- **Problems to work on**
- a) Can you quote the passage on noise covariance matrices from "The noise covariance matrix computation" up to and including "1 /f model parameters."?
- b) What would come next in the passage on noise covariance matrices? Continue it, starting after its last sentence.

- **Excerpted passage**
□ □ □

The outputs of Madam/TOAST software are inverse-noise covariance matrices, specifically one inverse matrix per radiometer for a given time period. Because inverse NCVMs are additive, the individual inverse matrices are merged together to form the actual inverse NCVM. To obtain the noise covariance matrix from its inverse, the matrices are inverted using the eigen-decomposition of a matrix. These intermediate-resolution matrices are then downgraded using the same downgrading scheme as applied to the maps. The matrices are regularized by adding the same level of white noise to the diagonal elements of the covariance matrix as to the low-resolution maps.
The noise covariance matrix computation takes two inputs: the detector pointing; and noise estimates. Since the matrices are calculated with Madam/TOAST, we use the pointing solution provided by TOAST. For more details see Planck Collaboration XII (2016). We also use the most representative noise model available, namely the FFP8 (full focal plane 8 simulations) noise estimates (Planck Collaboration XII 2016). The noise model comprises daily 1 /f model parameters.
The key parameter in the NCVM production is the baseline length. We have demonstrated in an earlier study (Planck Collaboration II 2014) that using shorter baseline lengths when producing the noise covariance matrix production better models the residual noise. Therefore we chose to use 0.25 s baselines for the 30 GHz LFI frequency channel; we show in Planck Collaboration VI (2016) that 1.0 s is adequate for the 44 GHz and 70 GHz channels. Reducing the baseline length still further gives only a marginal improvement, while the resource requirements increase rapidly.
Previous studies (Planck Collaboration II 2014) have also shown that matrices should be calculated at the highest computationally feasible resolution. For the current release the initial resolution is Nside = 64. Increasing the initial resolution beyond Nside = 64 is likely to improve results, but the matrix size will be 16 times larger, i.e. 2.5 TB. Inverting such a matrix is a formidable task.
The noise covariance computation makes two further deviations from the high-resolution mapmaking: it does not take into account the destriping mask; and the horns are not uniformly weighted. The effect of these differences is much smaller than is obtained by either decreasing the baseline length or increasing the destriping resolution in the production. For more details see Planck Collaboration VI (2016).

□ □ □

- **Raw records**
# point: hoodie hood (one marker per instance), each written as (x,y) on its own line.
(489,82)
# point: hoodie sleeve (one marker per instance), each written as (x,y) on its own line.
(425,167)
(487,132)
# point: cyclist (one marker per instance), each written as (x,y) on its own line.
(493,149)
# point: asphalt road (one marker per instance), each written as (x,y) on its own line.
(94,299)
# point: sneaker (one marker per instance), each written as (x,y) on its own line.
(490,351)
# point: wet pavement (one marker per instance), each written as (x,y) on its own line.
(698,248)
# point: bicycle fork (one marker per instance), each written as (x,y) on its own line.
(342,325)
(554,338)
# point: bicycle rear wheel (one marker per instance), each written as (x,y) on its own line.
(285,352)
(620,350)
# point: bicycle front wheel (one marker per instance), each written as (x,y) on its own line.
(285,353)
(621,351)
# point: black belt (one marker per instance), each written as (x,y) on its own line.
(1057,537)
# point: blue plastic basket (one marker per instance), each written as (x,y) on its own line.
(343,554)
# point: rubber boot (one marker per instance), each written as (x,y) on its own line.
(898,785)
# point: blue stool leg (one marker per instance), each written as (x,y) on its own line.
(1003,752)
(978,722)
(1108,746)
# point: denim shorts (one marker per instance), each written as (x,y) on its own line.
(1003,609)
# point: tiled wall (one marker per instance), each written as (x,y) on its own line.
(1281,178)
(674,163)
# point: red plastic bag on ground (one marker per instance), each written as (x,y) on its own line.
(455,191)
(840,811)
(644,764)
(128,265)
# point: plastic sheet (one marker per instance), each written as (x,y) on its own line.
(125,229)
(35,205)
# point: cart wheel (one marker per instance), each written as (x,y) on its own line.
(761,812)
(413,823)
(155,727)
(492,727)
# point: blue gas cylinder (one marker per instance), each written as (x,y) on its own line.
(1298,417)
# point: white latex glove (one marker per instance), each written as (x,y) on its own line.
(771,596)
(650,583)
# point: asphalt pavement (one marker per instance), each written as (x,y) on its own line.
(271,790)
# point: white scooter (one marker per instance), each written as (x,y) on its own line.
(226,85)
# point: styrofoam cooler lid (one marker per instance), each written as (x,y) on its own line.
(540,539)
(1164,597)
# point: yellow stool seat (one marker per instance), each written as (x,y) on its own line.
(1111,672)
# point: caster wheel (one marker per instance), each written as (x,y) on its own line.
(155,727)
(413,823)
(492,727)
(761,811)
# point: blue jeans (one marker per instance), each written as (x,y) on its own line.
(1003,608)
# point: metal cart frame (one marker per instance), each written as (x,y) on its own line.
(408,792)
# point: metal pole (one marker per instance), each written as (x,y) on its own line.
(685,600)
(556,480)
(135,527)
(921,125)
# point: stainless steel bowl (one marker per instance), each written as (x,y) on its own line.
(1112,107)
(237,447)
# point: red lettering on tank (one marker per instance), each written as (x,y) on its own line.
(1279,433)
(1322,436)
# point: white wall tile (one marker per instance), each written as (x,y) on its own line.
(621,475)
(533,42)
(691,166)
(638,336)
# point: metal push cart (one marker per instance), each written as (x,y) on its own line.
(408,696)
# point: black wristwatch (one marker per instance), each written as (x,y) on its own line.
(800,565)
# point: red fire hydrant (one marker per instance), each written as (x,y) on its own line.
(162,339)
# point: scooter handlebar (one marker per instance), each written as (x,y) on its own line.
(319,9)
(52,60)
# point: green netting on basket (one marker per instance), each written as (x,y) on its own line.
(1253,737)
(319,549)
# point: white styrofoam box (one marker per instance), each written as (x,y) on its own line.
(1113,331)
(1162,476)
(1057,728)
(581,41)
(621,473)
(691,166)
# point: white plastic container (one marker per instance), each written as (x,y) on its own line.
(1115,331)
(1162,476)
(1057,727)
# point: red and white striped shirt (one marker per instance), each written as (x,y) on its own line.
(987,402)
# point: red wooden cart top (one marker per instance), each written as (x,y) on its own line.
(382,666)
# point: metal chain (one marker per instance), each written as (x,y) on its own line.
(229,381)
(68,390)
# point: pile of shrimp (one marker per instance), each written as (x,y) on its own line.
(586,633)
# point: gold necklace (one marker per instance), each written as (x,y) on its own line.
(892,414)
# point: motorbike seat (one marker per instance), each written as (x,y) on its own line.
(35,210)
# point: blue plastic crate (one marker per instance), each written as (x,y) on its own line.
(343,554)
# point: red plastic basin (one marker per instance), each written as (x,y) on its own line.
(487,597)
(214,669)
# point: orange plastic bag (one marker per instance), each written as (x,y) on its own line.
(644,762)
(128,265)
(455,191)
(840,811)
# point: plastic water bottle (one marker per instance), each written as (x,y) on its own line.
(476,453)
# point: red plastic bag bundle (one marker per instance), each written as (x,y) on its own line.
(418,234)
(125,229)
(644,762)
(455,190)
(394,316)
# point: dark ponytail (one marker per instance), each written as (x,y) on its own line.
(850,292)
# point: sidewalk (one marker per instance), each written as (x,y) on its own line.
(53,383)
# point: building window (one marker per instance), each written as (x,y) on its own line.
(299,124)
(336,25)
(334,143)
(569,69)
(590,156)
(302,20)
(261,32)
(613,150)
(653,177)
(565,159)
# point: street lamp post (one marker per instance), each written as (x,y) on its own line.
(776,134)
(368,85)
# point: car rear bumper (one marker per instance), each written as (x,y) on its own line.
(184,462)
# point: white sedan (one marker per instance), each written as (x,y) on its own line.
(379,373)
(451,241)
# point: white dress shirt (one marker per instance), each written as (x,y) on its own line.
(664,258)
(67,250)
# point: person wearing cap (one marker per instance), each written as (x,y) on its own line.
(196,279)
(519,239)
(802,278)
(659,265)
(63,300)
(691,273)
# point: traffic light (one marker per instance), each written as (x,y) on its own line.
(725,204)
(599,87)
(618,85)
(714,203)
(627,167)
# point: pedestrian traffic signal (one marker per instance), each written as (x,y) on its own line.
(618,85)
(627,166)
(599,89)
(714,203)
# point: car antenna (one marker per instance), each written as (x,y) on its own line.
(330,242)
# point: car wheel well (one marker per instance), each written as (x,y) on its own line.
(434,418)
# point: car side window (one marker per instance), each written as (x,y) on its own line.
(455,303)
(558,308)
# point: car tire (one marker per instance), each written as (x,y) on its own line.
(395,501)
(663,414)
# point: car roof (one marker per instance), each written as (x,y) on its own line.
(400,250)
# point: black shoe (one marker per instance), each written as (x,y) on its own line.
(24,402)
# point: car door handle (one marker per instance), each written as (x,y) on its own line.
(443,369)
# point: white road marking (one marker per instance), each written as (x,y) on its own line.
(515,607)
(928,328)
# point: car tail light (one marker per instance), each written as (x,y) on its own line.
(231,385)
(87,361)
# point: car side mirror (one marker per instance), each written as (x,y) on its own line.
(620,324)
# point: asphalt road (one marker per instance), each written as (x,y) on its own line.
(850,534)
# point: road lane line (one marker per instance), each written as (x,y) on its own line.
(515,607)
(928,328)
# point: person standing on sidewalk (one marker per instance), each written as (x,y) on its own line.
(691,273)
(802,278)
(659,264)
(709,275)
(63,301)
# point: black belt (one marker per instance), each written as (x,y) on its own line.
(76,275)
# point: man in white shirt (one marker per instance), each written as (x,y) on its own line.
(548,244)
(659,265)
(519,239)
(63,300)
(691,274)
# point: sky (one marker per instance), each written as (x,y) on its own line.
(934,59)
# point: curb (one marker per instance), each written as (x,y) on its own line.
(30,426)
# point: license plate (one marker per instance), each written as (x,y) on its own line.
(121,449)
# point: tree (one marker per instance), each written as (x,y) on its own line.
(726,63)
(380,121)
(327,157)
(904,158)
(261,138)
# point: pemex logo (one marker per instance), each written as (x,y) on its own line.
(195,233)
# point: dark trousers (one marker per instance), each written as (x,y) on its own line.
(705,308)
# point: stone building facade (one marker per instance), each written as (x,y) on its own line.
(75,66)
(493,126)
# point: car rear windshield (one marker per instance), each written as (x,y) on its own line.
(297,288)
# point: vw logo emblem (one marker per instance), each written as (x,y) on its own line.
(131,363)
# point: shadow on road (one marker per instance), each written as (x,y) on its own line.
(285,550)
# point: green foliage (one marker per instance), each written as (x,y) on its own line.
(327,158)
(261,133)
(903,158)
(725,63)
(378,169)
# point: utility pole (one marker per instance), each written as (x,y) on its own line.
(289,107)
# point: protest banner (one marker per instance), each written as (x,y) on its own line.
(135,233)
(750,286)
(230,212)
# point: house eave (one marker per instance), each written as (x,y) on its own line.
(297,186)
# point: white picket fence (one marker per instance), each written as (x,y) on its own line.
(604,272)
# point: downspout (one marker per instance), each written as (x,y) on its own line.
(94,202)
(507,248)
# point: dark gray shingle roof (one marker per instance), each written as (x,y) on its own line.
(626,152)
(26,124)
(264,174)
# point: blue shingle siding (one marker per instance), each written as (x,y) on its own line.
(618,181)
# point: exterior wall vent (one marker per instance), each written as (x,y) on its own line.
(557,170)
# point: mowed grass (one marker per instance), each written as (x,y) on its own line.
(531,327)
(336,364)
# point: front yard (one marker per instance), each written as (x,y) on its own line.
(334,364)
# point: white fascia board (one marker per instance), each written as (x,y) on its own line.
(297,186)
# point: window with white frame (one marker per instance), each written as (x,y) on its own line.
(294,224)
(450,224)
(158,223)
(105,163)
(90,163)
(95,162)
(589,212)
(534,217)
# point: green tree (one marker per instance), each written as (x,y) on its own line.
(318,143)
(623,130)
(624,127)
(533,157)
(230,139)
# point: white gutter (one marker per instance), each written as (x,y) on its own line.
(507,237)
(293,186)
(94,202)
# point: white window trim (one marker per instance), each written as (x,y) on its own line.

□ □ □

- **Exercise responses**
- a)
The noise covariance matrix computation takes two inputs: the detector pointing; and noise estimates. Since the matrices are calculated with Madam/TOAST, we use the pointing solution provided by TOAST. For more details see Planck Collaboration XII (2016). We also use the most representative noise model available, namely the FFP8 (full focal plane 8 simulations) noise estimates (Planck Collaboration XII 2016). The noise model comprises daily 1 /f model parameters.

- b)
10. Overview of LFI map properties
Figures 10 to 12 show the 30, 44, and 70 GHz frequency maps created from LFI data. The top panel in each figure is the temperature (I) map, based on the full observation period at native resolution and HEALPix Nside = 1024. The middle panel is the Q polarization component, while the bottom panel is the U polarization component at Nside = 256 smoothed at 1° resolution. In Fig. 13 the eight surveys at 30, 44, and 70 GHz are shown; the grey areas identify the regions of the sky not observed in each survey. Table 12 reports the main parameters used in the mapmaking process.
The delivered maps have been processed in order to remove any spurious zero-level (or monopole term). To do this we implemented the following procedure. We derived from LFI data only an estimation of the CMB signal by processing 1° smoothed maps with an ILC (Internal Linear Combination) method, as described in Eriksen et al. (2004). We then smoothed the single frequency LFI maps at the same resolution and subtracted the CMB estimate. For each map we used the variation with Galactic latitude of the remaining Galactic emission signal to estimate the zero-level. We assumed a simple plane-parallel model for Galaxy emission and fit the data with a functional form as T = Acscb + B in the range −90°<b< −15°, using the same mask as employed in the mapmaking procedure. The value of B is the zero-level we are looking for, which has to be subtracted from the maps in order to obtain an overall “null” zero-level. This value is reported in Table 12.
Finally Table 13 lists the delivered maps along with the data period used to create them. All have HEALPix resolution Nside = 1024; in the case of 70 GHz we also provide maps at a higher resolution, Nside = 2048.
Frequency-specific mapmaking parameters and related information.
Periods covered by the released maps.
Fig. 10 LFI maps at 30 GHz. Top: intensity I. Middle: polarization Q component. Bottom: polarization U component. Polarization components are at Nside = 256 and smoothed at 1deg, the intensity is left at the native Nside = 1024. Units are μKCMB. The polarization components have been corrected for the bandpass leakage effect (see Sect. 11). |
Fig. 13 Individual survey temperature maps. Left: 30 GHz. Middle: 44 GHz. Right: 70 GHz. From top to bottom are Surveys 1 to 8. The gray area identify the regions of the sky not observed in each survey that depends from the spin axis orientation. |
11. Polarization
The most important new results in this release are polarization measurements. The maps of Stokes Q and U at each LFI frequency are shown in Figs. 10–12 at 30, 44, and 70 GHz, respectively. The 70 GHz polarized data play a critical role in the construction of the Planck low-ℓ likelihood, as described in Planck Collaboration XI (2016). Given the small amplitude of CMB polarization, we have paid careful attention to systematic effects that could bias our polarization results. The dominant effect is leakage of unpolarized emission into polarization (Leahy et al. 2010), which we describe in detail in Sect. 11.2. An overview of systematics impacting both temperature and polarization data is provided in Sect. 12.6, while a full account of the 2015 LFI systematic error budget is given in Planck Collaboration III (2016).
11.1. Bandpass mismatch leakage
Any difference in gain between the two arms of an LFI radiometer will result in leakage of unpolarized emission into the polarization signal. Since gains are calibrated by observations of the CMB dipole, exact gain calibration would ensure that unpolarized, well resolved, CMB emission perfectly cancels in the polarization signal.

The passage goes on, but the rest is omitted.